→ **Data under study**:
=== Begin Enclosure ===
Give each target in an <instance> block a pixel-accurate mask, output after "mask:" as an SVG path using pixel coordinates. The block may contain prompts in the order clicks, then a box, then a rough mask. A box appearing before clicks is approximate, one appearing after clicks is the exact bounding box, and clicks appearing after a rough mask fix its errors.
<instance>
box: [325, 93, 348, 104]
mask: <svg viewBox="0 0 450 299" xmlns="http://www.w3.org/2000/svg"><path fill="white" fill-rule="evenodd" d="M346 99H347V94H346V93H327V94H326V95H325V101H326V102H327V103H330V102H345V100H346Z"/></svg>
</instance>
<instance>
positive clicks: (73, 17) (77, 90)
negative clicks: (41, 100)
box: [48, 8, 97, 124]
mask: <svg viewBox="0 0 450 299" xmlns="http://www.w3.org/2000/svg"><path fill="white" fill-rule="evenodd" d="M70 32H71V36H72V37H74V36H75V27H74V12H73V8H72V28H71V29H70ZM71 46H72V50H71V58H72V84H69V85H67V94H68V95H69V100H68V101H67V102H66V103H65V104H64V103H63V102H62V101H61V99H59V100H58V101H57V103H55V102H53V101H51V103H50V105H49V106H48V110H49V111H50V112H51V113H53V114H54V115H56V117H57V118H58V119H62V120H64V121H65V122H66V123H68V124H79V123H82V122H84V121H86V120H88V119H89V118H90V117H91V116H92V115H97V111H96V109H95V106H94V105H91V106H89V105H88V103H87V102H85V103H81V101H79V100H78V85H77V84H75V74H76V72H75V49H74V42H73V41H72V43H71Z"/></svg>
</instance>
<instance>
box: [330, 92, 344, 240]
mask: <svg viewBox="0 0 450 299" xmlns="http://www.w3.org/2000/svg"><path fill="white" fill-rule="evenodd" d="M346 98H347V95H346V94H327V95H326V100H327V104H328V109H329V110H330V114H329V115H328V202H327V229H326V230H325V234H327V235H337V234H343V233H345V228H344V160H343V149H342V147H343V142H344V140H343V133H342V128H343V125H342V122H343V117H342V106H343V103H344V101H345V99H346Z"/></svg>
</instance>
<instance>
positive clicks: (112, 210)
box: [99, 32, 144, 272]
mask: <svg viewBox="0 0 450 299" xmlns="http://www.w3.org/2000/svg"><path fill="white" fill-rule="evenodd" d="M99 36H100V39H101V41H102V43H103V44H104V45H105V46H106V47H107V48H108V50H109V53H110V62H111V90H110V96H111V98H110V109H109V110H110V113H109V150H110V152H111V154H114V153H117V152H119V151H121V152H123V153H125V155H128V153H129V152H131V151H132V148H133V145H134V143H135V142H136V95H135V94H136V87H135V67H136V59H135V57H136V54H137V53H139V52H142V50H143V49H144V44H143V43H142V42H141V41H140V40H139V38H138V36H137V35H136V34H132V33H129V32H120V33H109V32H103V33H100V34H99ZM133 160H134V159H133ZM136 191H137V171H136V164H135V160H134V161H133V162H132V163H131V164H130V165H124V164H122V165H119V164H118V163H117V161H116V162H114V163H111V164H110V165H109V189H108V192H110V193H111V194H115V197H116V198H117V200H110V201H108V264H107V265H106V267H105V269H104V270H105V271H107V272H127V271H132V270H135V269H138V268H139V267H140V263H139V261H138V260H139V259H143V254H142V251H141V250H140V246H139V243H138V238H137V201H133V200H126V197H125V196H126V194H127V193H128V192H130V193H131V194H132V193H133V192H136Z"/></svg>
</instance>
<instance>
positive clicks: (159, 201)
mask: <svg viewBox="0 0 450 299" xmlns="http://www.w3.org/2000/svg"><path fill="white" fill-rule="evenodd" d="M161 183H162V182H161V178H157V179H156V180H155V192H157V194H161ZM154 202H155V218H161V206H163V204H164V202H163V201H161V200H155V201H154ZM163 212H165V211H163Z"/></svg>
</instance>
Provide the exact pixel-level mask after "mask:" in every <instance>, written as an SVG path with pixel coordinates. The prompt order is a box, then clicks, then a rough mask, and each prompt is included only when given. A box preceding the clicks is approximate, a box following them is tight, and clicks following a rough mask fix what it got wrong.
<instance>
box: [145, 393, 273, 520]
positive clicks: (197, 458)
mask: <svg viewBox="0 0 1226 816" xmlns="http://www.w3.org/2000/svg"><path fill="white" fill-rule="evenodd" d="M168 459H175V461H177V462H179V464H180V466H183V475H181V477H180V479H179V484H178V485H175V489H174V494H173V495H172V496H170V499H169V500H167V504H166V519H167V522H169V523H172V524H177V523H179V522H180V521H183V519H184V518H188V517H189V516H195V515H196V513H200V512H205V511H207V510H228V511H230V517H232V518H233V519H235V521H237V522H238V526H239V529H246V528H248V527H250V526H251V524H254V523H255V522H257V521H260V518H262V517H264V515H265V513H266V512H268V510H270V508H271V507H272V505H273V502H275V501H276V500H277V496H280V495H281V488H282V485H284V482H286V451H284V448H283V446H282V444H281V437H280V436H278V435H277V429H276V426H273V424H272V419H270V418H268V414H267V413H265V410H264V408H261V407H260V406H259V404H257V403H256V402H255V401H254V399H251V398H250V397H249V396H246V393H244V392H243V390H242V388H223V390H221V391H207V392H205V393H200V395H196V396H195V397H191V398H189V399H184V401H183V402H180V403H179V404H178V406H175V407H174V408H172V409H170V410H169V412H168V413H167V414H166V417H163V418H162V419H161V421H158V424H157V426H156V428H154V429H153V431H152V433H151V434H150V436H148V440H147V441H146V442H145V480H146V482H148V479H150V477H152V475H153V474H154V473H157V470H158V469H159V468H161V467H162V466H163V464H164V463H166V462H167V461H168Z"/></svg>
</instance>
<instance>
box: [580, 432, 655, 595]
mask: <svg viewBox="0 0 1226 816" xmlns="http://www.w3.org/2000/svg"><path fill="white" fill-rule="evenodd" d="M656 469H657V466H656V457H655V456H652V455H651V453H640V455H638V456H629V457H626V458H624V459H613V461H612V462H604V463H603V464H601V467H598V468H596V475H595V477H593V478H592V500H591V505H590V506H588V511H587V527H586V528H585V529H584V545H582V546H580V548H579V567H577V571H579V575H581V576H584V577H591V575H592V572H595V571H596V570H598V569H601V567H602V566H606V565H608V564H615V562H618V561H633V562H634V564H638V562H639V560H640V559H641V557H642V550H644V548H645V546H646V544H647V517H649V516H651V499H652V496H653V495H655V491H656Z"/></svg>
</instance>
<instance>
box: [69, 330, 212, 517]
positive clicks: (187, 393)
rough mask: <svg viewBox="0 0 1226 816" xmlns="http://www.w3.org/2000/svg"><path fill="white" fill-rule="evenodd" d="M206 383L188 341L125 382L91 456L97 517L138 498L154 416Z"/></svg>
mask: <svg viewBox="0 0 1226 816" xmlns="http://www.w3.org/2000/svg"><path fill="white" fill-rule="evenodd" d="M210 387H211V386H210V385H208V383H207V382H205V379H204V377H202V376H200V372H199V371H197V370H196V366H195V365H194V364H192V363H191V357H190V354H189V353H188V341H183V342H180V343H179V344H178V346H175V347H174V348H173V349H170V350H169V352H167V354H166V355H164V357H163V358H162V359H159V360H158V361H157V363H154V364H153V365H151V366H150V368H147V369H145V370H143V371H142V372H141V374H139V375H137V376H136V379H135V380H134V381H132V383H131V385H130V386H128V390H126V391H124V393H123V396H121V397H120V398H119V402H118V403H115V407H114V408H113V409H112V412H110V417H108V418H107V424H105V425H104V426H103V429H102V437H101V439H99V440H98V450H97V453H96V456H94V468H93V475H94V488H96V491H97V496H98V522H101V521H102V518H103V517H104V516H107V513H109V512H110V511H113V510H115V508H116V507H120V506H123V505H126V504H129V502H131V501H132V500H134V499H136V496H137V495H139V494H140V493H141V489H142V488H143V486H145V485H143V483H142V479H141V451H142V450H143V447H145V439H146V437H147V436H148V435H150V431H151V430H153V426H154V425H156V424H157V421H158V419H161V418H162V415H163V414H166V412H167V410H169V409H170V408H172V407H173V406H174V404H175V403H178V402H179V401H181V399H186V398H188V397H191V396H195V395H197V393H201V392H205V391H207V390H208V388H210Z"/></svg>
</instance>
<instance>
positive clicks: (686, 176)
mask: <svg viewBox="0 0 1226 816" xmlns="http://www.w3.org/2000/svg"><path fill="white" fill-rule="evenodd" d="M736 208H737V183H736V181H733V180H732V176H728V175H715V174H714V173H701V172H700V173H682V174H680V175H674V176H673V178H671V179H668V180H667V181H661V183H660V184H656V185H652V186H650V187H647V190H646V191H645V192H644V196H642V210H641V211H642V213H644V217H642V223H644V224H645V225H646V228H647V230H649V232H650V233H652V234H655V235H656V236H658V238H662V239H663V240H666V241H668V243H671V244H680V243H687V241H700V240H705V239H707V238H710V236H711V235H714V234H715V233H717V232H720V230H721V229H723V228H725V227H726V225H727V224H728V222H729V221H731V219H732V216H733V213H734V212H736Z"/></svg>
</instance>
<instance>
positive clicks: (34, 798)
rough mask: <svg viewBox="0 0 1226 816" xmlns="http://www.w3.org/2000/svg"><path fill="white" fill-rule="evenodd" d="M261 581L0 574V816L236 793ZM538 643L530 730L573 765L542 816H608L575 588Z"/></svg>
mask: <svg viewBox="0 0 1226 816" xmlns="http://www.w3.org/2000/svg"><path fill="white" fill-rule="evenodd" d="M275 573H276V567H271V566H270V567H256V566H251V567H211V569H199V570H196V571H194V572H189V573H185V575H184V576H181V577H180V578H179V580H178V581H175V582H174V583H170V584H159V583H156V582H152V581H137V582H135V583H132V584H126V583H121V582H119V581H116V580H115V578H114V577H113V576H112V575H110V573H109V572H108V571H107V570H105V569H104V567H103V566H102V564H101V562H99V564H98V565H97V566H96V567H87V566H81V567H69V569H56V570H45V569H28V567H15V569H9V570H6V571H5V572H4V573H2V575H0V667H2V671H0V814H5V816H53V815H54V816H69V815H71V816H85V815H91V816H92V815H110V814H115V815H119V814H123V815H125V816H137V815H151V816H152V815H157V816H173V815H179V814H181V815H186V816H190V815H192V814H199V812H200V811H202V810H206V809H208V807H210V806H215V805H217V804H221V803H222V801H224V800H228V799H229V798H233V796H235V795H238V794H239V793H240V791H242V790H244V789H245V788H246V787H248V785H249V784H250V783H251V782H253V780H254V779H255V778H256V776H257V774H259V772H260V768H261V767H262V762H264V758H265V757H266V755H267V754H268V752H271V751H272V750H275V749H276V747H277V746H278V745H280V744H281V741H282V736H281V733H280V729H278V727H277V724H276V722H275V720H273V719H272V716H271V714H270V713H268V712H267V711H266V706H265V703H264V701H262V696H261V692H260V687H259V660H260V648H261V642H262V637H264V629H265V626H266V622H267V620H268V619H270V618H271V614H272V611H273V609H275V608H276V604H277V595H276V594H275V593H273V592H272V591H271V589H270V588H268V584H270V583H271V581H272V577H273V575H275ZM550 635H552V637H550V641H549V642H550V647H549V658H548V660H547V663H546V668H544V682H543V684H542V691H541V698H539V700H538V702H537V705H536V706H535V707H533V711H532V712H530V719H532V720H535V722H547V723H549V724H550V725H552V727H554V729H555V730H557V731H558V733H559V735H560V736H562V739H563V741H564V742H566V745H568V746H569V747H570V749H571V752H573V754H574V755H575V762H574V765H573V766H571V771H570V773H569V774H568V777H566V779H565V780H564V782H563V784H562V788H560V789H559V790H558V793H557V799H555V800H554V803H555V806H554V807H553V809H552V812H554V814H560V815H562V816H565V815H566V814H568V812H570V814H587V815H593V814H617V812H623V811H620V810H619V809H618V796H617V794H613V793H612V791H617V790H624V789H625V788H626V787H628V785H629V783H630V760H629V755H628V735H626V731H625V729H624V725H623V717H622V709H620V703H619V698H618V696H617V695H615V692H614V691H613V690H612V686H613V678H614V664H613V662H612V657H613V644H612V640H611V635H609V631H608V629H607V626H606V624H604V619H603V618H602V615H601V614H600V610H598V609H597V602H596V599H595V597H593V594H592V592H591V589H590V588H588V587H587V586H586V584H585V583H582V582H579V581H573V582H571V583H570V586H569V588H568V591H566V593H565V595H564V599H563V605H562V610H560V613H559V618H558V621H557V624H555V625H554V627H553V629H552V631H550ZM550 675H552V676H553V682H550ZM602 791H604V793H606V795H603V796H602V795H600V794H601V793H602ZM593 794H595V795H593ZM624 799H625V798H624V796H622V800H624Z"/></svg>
=== End Enclosure ===
→ **How to complete this task**: Count the lines in the rows above that contain the string "positive", treating uppercase and lowercase as different, and reply with that number alone.

→ **Written response**: 7